Problem statement:
Omit every picture while repeating the entries exactly.

Input material:
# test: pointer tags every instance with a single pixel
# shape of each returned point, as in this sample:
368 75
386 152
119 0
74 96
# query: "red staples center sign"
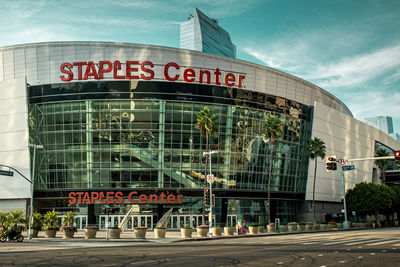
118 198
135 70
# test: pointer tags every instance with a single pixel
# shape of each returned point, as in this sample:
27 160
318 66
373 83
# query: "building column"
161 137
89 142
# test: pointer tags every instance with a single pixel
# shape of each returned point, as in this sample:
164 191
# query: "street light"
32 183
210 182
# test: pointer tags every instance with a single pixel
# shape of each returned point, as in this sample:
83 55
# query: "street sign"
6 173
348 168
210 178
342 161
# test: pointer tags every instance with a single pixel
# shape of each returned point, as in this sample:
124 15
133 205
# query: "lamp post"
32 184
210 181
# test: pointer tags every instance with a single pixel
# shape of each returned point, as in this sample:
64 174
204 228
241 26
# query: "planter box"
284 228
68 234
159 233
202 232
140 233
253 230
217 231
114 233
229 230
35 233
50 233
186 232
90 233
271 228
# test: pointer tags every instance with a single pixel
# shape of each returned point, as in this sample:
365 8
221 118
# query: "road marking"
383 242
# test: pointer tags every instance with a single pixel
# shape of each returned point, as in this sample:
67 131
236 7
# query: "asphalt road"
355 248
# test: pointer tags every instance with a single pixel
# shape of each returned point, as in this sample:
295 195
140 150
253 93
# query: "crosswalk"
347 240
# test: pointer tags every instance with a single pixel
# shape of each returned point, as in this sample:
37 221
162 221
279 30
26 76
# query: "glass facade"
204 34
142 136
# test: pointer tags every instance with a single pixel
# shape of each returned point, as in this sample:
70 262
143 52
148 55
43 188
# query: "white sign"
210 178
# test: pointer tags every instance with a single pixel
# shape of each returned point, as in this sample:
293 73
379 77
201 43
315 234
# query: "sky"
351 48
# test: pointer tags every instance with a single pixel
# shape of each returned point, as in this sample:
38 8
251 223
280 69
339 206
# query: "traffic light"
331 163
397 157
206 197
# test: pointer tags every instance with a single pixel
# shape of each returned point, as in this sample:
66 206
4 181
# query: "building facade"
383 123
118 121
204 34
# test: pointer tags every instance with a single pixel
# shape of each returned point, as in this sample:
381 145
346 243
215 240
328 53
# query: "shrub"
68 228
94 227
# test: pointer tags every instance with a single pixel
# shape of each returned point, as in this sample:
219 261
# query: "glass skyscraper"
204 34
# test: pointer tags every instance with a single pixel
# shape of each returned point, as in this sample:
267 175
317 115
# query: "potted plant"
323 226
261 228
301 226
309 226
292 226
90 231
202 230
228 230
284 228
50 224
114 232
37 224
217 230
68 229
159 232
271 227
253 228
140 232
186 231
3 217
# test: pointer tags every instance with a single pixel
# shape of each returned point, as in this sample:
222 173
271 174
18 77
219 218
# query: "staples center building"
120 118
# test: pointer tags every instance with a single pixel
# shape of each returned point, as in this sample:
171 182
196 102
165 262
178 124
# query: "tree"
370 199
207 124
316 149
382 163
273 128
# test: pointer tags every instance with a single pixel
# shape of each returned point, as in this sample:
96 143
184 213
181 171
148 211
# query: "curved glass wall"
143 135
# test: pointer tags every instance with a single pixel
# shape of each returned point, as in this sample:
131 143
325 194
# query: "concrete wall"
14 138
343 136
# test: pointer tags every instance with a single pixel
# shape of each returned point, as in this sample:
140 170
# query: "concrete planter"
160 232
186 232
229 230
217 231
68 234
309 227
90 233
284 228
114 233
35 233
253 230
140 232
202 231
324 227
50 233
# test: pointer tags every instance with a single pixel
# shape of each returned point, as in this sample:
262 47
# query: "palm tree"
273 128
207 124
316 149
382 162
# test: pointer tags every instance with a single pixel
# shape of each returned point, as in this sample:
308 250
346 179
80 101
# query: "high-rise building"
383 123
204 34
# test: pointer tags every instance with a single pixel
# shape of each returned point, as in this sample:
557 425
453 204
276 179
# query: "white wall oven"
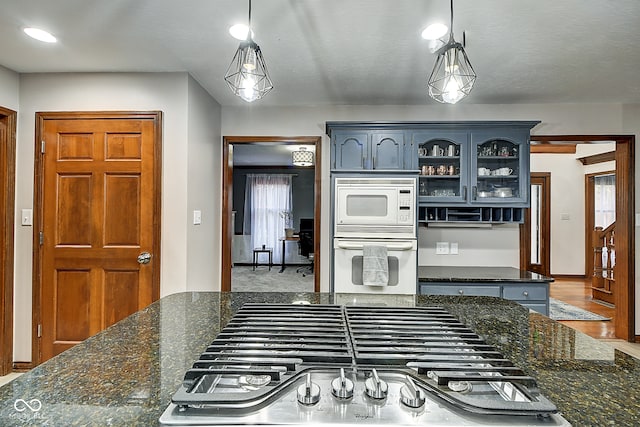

Task solution:
# test: pointer tags every instance with a single pixel
# shape of each returned point, as in this sample:
368 75
386 152
119 0
74 96
# query: "red staples center sign"
118 198
135 70
# test: pointer tags every instance with a single pixel
# shape of each returned point, as in this sample:
27 160
318 66
373 83
# query: "building column"
161 137
89 142
# test: pointer tags every instance with a single pixel
# shape of each returned point, as in this sample:
164 191
# query: "street light"
32 183
210 182
# test: pointer tags every instance with a single pixel
# shape of each returned point, as in this sample:
83 55
# query: "street sign"
6 173
348 168
210 178
342 161
# test: pointer tags every instance with a single pixel
# shape of each returned point, as in this sample:
124 15
133 205
# query: "lamp post"
32 184
210 181
# test: pointer tags every instance with a single pixel
# shape of each returned point, as in this sample:
64 174
204 228
241 26
# query: "planter box"
284 228
68 234
159 233
202 232
140 233
253 230
217 231
114 233
229 230
35 233
50 233
186 232
90 233
271 228
# test: pointer tags every instance with a single pixel
# shape of each returned point, as in this sample:
365 8
221 118
# query: "road marking"
383 242
# test: pointer tags every instance with a single pixel
# shape of each returned point, as in this sample:
67 131
236 7
# query: "asphalt road"
355 248
# test: pointer tags every instance with a single pixel
# shape of each returned point, as in this sample:
295 195
140 150
253 93
# query: "crosswalk"
347 240
# test: pointer tags every instance with a single pixel
# shape of each returned point, as in this sample:
37 221
162 221
279 30
26 76
# query: "glass facade"
204 34
142 136
# test: pointer tags every instance with a single pixel
# shape of each returned point, as in this sample:
70 262
143 52
148 55
43 188
# query: "white sign"
210 178
# test: pointer tags every instance with a single pixel
# shape of each returned point, as in this sample:
293 73
379 77
201 43
315 234
# query: "sky"
351 48
# test: pointer tags every instance with a single pixel
# shape of each returned point, as in this sample:
38 8
251 223
280 69
339 206
# query: "traffic light"
331 163
397 157
206 197
# test: pointer tags every instance with a single pixel
# shape of each returned point, as in this sample:
66 206
4 181
# query: "building facade"
383 123
118 121
204 34
# test: pointer tags every instance with a single pixel
# shape of each returned point, as in this sample:
381 145
346 243
215 240
328 53
# query: "shrub"
68 228
94 227
# test: pointer tags every instance with a single pixel
# shape of each returned point, as in this sample:
219 261
# query: "glass skyscraper"
204 34
# test: pointer tags every instance with a single pixel
# shape of each returned point, as in this sample:
267 175
317 115
# query: "potted plant"
323 226
261 228
301 226
309 226
292 226
90 231
202 230
228 230
284 228
50 224
114 232
37 224
217 230
68 229
159 232
271 227
253 228
140 232
186 231
3 217
# test: pointer tags every instance with a single pixel
# shape of each returned point, as in this sample:
222 173
271 174
18 77
219 218
# query: "staples center building"
120 118
# test: pointer tags every instance with a single pixel
# shape of each returned point, as in this sample:
171 182
196 102
165 262
178 124
# query: "tree"
370 199
207 124
316 149
382 163
273 128
# test: pointer tags every instance with a single pixel
# shape of each returned point, as in this sample:
96 143
184 213
181 171
148 211
# query: "curved glass wall"
143 135
# test: pointer tags every instance with a single pixel
# shape of each returned point, as in this sample:
131 143
325 194
# query: "concrete wall"
14 138
343 136
# test: pointer tags every instance with a single pixel
# shape of each returned point, as in this sample:
140 170
# query: "concrete planter"
160 232
186 232
229 230
217 231
68 234
309 227
90 233
284 228
114 233
35 233
253 230
140 232
202 231
324 227
50 233
# test: pointer tags every instance with a single pixel
# shape of each returned point, as in this sample:
262 47
# query: "palm tree"
273 128
207 124
316 149
382 162
# test: pointer tags every instance with a single pixel
# shape of each returned point, as in this sample:
308 250
346 179
80 101
# query: "high-rise building"
383 123
204 34
# test: pointer tags every instance with a single pixel
# shape of each returned point, as in this sample:
557 425
453 204
276 179
# query: "white wall oven"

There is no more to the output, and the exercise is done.